Looking through the listing that follows, count the lines that contain "item" and give only that number.

◆ ◆ ◆ ◆

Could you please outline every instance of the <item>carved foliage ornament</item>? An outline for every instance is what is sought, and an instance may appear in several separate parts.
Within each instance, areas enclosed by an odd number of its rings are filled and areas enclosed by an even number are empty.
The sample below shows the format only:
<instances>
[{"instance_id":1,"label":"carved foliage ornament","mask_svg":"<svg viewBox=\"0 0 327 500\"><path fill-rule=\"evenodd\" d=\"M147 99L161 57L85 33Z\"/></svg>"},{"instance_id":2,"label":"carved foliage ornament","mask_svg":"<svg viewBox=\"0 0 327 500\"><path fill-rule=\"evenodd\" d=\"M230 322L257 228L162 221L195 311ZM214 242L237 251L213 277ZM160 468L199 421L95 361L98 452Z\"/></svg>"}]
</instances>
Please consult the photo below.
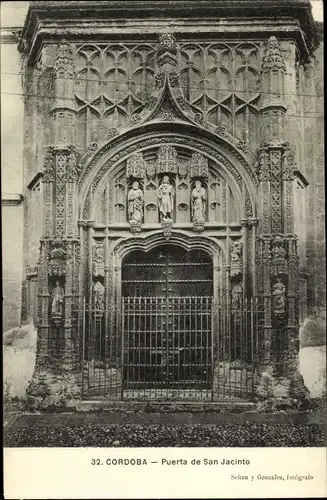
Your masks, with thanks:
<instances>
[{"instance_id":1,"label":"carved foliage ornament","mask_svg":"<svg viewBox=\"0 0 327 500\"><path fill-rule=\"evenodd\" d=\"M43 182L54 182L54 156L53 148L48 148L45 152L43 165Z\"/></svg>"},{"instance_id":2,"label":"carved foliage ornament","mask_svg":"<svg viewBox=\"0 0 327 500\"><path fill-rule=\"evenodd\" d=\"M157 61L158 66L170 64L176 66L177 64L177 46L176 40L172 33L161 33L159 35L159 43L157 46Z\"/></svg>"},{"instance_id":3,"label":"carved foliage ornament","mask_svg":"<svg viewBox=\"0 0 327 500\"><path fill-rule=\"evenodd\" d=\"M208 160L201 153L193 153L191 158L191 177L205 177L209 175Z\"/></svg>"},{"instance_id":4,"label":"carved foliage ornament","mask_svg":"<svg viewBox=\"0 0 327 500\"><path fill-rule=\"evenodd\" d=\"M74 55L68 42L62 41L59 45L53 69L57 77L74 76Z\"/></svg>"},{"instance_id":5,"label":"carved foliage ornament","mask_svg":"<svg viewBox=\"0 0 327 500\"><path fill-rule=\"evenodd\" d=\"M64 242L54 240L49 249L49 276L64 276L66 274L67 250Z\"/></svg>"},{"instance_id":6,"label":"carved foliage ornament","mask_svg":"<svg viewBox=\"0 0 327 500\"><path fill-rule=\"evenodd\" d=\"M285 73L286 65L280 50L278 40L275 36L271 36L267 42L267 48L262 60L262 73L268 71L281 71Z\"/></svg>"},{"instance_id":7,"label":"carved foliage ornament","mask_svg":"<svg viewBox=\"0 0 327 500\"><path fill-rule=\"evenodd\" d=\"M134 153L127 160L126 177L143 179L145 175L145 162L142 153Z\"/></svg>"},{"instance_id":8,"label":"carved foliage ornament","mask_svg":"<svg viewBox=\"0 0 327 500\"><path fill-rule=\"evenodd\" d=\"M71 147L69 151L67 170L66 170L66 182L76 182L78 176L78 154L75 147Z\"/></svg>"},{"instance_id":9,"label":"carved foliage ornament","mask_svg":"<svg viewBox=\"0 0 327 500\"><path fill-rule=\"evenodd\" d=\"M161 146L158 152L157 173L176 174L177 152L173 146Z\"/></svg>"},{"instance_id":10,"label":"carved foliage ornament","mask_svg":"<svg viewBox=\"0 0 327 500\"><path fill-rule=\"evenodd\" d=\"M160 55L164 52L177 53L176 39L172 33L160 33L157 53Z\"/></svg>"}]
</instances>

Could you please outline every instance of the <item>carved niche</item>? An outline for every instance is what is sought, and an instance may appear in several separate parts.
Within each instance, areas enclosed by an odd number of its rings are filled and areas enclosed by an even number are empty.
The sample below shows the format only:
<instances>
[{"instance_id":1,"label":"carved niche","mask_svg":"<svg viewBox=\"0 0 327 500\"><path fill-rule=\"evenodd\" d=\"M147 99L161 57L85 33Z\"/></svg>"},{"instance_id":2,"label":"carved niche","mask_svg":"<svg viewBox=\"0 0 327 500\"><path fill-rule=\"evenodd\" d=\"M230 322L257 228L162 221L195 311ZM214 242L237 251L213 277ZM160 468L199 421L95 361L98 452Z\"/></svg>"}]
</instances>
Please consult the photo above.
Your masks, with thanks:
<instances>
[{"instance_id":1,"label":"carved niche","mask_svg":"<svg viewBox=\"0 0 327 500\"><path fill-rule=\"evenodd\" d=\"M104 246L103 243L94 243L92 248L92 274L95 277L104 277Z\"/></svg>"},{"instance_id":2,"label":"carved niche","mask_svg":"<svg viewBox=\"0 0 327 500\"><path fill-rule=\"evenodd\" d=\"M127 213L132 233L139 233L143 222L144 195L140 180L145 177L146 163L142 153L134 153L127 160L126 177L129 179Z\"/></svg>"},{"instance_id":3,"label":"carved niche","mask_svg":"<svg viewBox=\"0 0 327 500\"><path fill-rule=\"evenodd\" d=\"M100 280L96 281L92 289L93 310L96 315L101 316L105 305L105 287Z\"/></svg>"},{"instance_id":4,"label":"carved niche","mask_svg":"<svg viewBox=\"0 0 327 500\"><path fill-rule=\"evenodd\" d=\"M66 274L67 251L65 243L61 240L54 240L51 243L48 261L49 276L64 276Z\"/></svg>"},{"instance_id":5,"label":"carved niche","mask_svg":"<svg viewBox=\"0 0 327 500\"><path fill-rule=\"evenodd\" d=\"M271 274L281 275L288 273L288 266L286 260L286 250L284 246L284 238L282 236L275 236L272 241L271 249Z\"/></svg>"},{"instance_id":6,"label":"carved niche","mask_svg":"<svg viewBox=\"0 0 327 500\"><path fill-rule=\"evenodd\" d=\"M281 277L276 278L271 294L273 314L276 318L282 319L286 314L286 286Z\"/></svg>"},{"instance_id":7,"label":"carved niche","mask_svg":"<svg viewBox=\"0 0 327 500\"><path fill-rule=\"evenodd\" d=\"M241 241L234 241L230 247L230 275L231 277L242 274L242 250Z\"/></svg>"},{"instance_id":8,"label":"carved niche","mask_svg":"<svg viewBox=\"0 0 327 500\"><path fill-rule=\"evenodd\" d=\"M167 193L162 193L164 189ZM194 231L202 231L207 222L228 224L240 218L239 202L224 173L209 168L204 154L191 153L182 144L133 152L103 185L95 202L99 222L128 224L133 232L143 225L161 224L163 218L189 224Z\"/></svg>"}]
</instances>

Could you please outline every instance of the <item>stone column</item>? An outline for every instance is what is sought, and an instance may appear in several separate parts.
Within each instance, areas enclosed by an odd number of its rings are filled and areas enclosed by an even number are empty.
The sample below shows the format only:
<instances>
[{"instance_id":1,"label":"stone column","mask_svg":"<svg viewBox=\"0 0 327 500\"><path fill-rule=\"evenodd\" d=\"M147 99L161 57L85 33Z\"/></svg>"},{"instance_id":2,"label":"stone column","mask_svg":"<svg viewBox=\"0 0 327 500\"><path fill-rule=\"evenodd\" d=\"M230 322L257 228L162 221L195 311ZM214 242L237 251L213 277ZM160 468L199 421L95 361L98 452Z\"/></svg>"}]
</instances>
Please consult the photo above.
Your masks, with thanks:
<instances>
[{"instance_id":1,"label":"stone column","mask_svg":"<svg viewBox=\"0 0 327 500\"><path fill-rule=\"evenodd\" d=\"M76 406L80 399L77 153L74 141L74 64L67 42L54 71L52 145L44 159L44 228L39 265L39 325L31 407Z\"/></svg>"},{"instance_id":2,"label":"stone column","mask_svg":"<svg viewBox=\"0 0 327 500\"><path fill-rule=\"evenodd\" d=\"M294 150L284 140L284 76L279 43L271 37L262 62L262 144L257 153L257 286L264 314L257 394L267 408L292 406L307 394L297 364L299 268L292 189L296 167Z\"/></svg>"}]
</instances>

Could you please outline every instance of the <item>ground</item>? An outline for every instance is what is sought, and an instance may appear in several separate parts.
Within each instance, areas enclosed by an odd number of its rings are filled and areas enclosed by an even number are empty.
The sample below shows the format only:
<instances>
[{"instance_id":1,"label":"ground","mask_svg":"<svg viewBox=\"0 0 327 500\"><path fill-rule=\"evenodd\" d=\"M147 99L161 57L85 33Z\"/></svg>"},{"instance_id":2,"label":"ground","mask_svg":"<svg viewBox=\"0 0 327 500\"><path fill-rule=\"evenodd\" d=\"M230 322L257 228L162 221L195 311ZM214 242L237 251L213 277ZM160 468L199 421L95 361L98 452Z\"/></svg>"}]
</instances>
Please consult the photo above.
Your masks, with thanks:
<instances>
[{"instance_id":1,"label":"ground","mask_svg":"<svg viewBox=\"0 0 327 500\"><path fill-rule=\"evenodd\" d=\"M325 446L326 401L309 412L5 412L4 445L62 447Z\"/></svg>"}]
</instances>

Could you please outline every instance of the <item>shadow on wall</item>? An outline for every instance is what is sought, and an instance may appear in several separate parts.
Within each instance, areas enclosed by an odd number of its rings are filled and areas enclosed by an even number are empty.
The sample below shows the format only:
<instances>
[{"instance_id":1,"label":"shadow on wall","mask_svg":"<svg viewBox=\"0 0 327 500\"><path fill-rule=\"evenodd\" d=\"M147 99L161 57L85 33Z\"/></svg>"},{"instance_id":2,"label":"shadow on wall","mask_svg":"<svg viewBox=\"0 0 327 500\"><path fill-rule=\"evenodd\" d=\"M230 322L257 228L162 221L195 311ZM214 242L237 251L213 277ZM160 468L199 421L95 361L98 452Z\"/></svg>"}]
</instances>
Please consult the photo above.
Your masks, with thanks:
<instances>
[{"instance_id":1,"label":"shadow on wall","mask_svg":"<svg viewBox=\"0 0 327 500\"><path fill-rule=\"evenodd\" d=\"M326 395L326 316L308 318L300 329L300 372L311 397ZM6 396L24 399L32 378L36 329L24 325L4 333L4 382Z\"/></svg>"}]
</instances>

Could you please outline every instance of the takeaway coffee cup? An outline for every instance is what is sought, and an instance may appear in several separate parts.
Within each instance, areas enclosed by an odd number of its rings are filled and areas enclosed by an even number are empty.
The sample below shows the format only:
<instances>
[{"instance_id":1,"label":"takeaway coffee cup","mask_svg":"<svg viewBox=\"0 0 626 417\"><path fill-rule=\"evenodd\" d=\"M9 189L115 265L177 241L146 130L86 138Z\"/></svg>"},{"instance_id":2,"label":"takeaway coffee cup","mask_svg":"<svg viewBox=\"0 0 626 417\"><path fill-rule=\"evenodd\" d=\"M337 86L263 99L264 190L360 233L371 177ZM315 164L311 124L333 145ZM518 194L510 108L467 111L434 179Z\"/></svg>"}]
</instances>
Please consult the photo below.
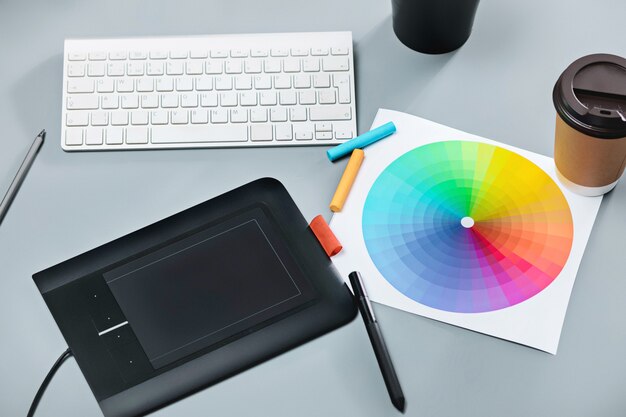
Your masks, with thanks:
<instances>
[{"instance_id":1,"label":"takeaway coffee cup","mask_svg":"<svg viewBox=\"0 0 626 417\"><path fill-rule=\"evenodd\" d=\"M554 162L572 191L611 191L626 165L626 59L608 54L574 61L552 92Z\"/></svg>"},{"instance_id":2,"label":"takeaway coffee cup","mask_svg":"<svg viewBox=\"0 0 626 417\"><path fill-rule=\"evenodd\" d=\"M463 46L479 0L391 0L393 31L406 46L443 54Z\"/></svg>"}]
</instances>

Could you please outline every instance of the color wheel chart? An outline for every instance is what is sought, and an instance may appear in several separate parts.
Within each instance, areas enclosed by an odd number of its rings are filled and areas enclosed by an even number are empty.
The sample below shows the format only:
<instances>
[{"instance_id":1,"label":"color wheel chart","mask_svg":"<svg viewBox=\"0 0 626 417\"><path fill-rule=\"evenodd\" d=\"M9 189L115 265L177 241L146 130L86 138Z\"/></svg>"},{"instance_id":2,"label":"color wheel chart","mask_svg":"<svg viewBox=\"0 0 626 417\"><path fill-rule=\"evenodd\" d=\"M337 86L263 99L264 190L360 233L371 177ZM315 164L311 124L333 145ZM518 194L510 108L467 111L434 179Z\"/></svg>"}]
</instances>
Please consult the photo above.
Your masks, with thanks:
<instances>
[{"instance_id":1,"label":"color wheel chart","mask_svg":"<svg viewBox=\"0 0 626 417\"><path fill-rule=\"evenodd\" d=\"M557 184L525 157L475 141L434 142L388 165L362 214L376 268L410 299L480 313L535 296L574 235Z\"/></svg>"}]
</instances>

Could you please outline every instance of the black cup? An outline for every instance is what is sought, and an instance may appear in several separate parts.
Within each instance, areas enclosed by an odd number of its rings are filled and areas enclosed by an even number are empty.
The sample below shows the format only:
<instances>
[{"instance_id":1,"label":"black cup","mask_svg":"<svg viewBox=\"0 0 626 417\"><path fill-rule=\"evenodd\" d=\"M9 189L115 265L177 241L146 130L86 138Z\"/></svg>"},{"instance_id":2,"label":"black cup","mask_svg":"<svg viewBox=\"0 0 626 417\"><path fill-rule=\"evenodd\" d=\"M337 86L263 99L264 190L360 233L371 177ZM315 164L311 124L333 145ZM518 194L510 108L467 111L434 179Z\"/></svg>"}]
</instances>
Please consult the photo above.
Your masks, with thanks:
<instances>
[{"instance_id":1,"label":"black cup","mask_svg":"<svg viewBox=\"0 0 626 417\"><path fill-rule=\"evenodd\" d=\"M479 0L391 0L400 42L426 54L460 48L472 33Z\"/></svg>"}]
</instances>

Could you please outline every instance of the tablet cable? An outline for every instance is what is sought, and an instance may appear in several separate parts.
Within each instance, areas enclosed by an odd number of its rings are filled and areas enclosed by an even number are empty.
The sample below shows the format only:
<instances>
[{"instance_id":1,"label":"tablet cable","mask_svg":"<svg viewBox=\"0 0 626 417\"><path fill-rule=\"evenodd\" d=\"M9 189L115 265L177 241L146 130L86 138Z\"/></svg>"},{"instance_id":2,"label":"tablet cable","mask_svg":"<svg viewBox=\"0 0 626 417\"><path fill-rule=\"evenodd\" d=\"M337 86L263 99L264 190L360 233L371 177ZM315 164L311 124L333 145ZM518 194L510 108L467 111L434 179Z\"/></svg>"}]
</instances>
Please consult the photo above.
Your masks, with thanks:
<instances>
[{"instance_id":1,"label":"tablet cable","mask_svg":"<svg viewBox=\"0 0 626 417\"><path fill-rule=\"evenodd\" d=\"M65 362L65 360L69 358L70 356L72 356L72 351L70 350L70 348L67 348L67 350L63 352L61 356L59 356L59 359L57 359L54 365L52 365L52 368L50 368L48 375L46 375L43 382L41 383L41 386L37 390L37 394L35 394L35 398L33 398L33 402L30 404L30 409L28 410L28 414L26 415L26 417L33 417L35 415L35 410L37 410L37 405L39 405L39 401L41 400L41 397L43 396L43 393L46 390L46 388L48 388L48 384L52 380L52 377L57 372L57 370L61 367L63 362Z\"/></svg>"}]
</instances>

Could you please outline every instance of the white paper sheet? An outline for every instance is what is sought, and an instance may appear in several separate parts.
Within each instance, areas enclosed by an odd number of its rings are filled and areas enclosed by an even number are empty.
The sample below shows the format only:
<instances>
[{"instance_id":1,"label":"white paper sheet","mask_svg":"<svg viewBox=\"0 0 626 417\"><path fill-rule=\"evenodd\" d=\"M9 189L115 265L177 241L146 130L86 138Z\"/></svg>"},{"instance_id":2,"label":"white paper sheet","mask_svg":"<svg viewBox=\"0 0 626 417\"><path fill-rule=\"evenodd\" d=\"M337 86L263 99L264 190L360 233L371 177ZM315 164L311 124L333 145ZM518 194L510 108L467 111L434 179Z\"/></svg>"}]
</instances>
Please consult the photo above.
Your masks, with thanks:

◆ ◆ ◆ ◆

Answer to this task
5